== CHALLENGE ==
Recast the listing as a Markdown table with the columns "Row" and "Line." Start at the line containing "point: the thin", continue through the end of the listing, number each row, and leave out blank lines.

== TASK INPUT ==
>> START
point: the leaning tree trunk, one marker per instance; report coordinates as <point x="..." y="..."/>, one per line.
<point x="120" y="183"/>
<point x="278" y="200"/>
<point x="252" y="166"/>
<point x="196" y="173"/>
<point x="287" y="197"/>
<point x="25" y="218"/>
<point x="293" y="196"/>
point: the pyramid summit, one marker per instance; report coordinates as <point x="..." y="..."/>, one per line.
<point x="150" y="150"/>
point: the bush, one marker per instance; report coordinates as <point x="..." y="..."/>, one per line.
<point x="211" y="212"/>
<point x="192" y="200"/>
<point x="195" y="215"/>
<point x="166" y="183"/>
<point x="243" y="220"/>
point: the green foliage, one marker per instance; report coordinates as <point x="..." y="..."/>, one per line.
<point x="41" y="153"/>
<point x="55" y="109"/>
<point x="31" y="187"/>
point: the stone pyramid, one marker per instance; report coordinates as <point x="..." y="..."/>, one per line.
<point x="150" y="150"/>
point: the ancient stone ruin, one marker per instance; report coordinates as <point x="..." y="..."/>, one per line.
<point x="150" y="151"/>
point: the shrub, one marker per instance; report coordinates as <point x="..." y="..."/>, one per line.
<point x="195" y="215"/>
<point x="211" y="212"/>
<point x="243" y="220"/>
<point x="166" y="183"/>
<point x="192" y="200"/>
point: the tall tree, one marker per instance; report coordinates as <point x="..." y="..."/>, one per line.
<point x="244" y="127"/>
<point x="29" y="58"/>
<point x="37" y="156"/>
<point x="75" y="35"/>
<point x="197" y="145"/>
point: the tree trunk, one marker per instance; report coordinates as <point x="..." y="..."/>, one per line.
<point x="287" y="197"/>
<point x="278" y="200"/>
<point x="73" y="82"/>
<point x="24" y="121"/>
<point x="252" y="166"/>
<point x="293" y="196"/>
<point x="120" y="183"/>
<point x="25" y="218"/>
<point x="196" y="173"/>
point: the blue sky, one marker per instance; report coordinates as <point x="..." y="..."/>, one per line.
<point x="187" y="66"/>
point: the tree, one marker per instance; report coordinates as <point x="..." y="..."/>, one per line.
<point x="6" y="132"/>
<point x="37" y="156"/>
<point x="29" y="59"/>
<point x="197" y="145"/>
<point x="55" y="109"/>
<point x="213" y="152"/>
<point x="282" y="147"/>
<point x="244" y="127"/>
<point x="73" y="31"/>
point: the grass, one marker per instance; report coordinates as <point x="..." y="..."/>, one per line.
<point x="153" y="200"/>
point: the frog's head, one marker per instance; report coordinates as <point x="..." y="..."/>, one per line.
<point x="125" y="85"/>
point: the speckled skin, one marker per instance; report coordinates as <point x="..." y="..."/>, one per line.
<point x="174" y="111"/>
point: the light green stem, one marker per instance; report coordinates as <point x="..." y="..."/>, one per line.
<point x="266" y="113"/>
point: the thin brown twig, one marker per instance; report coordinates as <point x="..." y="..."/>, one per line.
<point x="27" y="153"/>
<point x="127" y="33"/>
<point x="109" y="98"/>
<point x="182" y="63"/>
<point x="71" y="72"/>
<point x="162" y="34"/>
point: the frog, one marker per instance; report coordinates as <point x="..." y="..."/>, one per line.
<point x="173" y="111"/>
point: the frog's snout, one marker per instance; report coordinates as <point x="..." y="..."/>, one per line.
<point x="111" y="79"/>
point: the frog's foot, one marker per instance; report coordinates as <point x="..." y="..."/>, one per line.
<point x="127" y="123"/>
>> END
== RESULT FOR THIS TASK ==
| Row | Line |
|---|---|
| 1 | point: the thin brown twig, one marker per instance; report coordinates as <point x="..." y="..."/>, one per line. |
| 2 | <point x="27" y="153"/> |
| 3 | <point x="127" y="33"/> |
| 4 | <point x="109" y="98"/> |
| 5 | <point x="182" y="63"/> |
| 6 | <point x="71" y="72"/> |
| 7 | <point x="162" y="34"/> |
| 8 | point: the frog, one marker per instance; report coordinates as <point x="..." y="..."/>, one per line. |
| 9 | <point x="173" y="111"/> |
| 10 | point: the frog's snout, one marker per instance; report coordinates as <point x="..." y="..."/>, one per line. |
| 11 | <point x="111" y="79"/> |
| 12 | point: the frog's foot, one marker per instance; report coordinates as <point x="..." y="..."/>, one per line. |
| 13 | <point x="127" y="123"/> |